>> BEGIN Data supplied

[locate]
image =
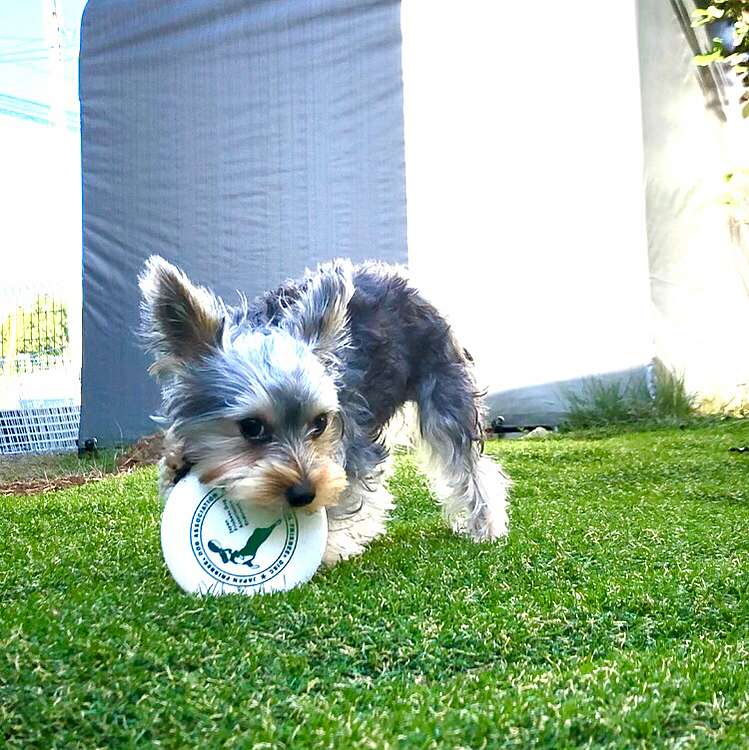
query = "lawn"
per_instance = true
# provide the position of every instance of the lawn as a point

>> END Data supplied

### Written problem
Return every line of the records above unchanged, leaving out the pictures.

### Full output
[locate]
image =
query = "lawn"
per_instance = true
# provide the position of every instance of the lawn as a point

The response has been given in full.